Please set down every entry again exactly as it stands, without the pictures.

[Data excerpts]
+++++
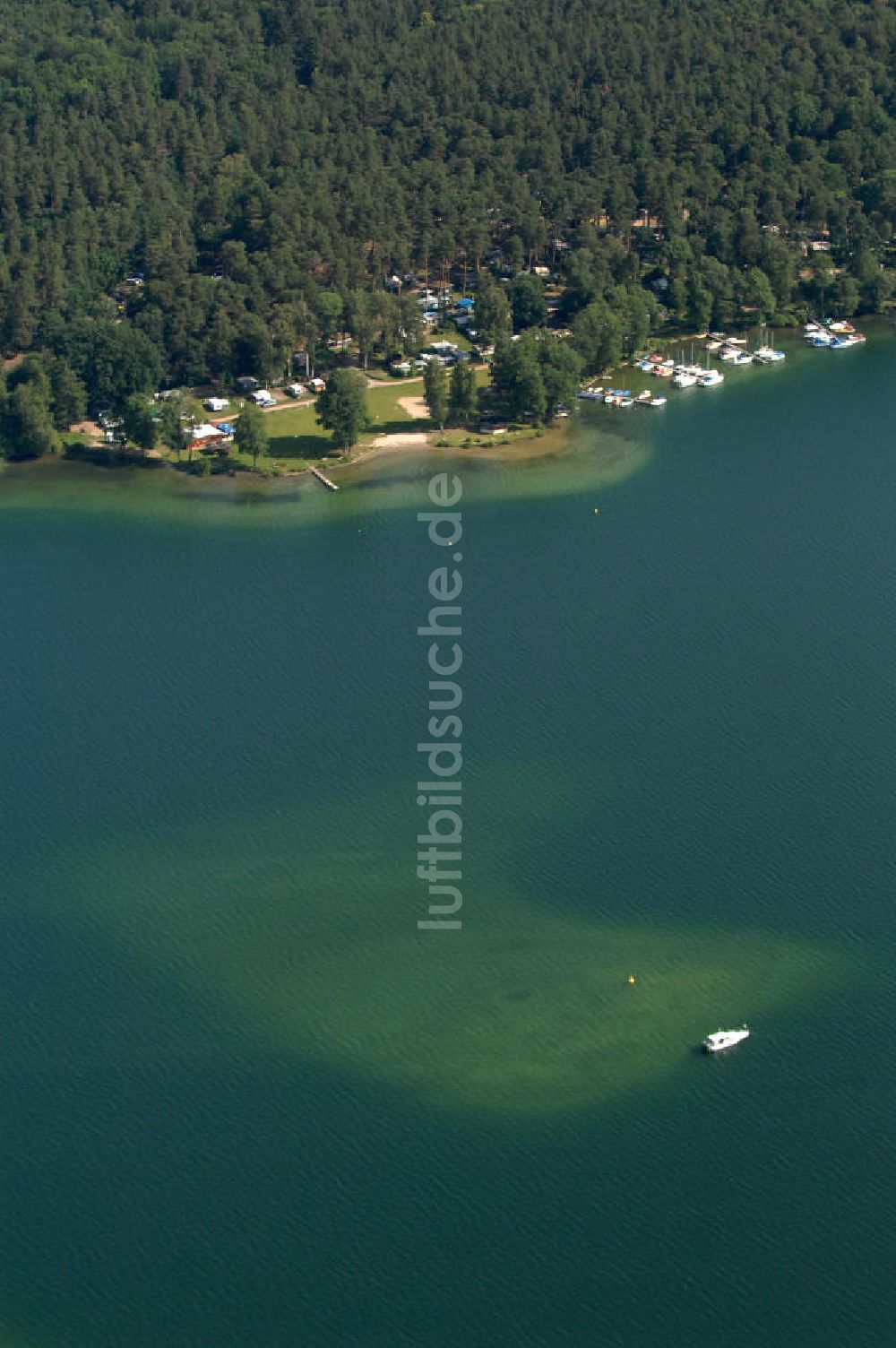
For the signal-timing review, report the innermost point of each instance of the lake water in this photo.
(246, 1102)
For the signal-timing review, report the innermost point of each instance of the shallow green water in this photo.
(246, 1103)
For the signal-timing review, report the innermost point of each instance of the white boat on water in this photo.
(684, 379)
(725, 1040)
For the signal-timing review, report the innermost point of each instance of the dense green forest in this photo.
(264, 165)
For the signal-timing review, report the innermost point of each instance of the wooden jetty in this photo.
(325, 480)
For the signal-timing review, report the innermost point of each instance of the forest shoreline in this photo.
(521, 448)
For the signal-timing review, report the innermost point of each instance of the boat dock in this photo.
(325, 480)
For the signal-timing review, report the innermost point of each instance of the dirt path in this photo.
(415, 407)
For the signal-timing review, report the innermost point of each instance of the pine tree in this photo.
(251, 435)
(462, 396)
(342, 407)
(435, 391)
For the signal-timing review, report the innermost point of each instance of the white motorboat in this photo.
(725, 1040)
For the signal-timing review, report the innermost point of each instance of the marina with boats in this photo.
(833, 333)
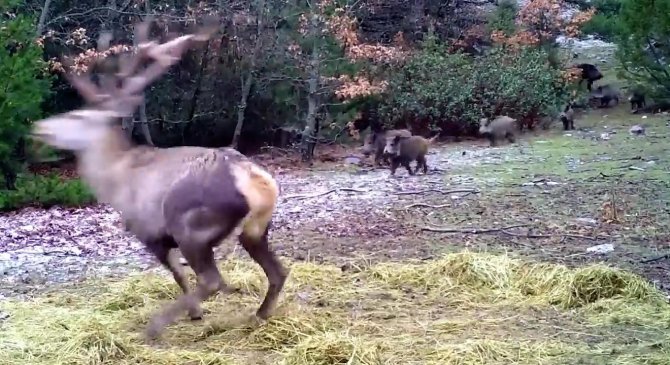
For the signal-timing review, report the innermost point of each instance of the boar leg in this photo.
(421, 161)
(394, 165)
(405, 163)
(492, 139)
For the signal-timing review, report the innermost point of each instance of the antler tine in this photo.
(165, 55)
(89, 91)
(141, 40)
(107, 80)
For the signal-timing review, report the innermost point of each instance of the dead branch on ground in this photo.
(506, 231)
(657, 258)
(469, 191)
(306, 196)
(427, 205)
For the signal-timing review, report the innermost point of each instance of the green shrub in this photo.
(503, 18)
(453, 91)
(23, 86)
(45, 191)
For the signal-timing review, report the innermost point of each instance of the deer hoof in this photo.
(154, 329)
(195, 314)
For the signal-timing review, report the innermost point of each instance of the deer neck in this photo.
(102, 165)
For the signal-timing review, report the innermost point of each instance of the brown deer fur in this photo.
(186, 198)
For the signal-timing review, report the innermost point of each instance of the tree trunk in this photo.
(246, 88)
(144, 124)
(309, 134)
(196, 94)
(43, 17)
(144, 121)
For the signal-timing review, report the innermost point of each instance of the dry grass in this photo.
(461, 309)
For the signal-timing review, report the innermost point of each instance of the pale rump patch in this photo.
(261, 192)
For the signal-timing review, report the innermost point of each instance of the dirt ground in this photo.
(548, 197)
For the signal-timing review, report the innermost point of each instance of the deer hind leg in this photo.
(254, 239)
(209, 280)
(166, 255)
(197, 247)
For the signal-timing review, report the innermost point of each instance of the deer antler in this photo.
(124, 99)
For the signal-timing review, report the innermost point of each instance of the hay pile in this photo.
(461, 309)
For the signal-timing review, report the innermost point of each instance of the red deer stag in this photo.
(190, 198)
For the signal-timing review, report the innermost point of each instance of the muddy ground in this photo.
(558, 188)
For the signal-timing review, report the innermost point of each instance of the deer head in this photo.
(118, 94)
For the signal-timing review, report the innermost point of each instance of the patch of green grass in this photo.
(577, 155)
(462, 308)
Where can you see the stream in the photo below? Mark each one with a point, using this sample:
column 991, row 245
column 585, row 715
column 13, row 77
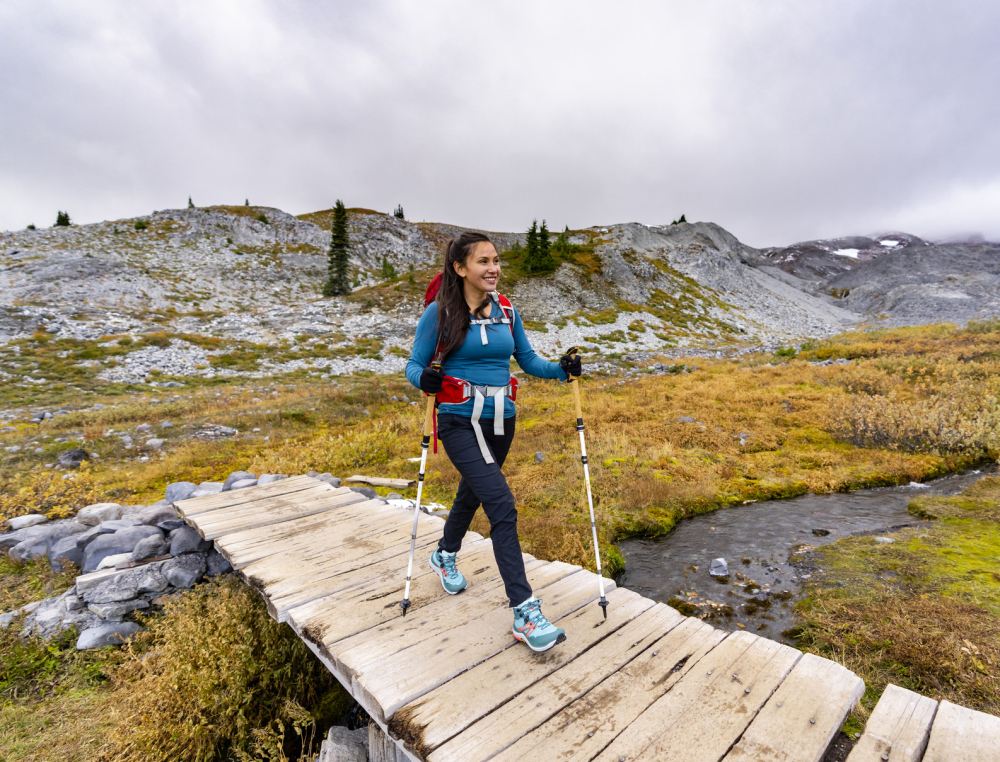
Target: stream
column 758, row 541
+++++
(Solution to this exercise)
For the signal-timing review, report the innermost point of each instance of the lake water in this photo.
(246, 1102)
For the signal-timing review, report the innermost point of each instance of the shallow green water in this photo.
(246, 1103)
For the signal-timing review, report the innermost point of each instance of the white boat on water in this photo.
(684, 379)
(725, 1040)
For the signal-timing review, report the innermost point of each instance of the dense green forest in this photo.
(264, 165)
For the signal-timing review, report the innermost point of each instance of the wooden jetty in this photo.
(325, 480)
For the signal-timing review, report the innermost point of each instance of the forest shoreline in this photo.
(521, 448)
For the signal-timing review, report the innermost point of each instance of the boat dock in this photo.
(325, 480)
For the signal-timing review, report the innermost point of each instance of the dirt path in this photo.
(415, 407)
For the signal-timing review, report the innermost point of each instance of the pine tree in this photo.
(251, 435)
(462, 396)
(342, 407)
(435, 391)
For the signal-timing review, report the innermost point of each instance of the white motorboat in this photo.
(725, 1040)
For the signal-timing review, report the innermost point of each instance of the marina with boats in this photo.
(833, 333)
For the signal-timing review, report the innermost point of each instance of the boar leg in this photo.
(421, 161)
(394, 165)
(405, 163)
(492, 139)
For the signal-timing review, report the innermost point of each instance of the antler tine in this photo.
(165, 55)
(89, 91)
(141, 40)
(107, 80)
For the signal-timing review, report the innermost point of each instance of the dead branch on ground in this photo.
(506, 231)
(657, 258)
(469, 191)
(306, 196)
(427, 205)
For the signal-timing review, report the innermost point of each instance of the green shrub in this photo.
(503, 18)
(453, 91)
(23, 86)
(45, 191)
For the signal-timing review, report the innermost point of each instance of the deer hoof in this photo.
(154, 329)
(195, 314)
For the signal-timing review, report the innermost point of each instance of the deer neck in this photo.
(102, 165)
For the signal-timing review, report the innermost point of each instance of the brown deer fur in this photo.
(186, 198)
For the signal-timing review, report the innermost point of each instance of the tree trunk in this photo.
(246, 88)
(144, 124)
(309, 134)
(196, 94)
(43, 17)
(144, 121)
For the signal-timing review, report the innermost point of each instance of the dry grass in this photo.
(461, 309)
For the signal-timing review, report the innermost point of each instance of the pale rump patch in this photo.
(261, 192)
For the signal-timing review, report the innermost point of each instance of the dirt ground in this photo.
(548, 197)
For the signal-timing review, report the innermost point of each instance of the deer hind leg in this photo.
(254, 239)
(209, 280)
(166, 255)
(197, 247)
For the signal-timing review, report the innermost point of each instance of the deer antler in this photo.
(124, 99)
For the signal-timing review, report the innermost point of each instance of the hay pile in this photo.
(461, 309)
For the signal-timing review, report the innermost point of each instance of the red deer stag in this photo.
(190, 198)
For the signal-timing review, report the innermost point of each instance of the muddy ground in this photo.
(558, 188)
For the signal-timing review, report the innermost point of each instance of the deer head in this photo.
(118, 94)
For the signal-timing review, report the innermost point of each instance of the patch of green grass in this photo.
(577, 155)
(462, 308)
Where can you see the stream in the photo below? Mark each one with a point, using this sample:
column 991, row 245
column 585, row 715
column 13, row 77
Target: stream
column 758, row 541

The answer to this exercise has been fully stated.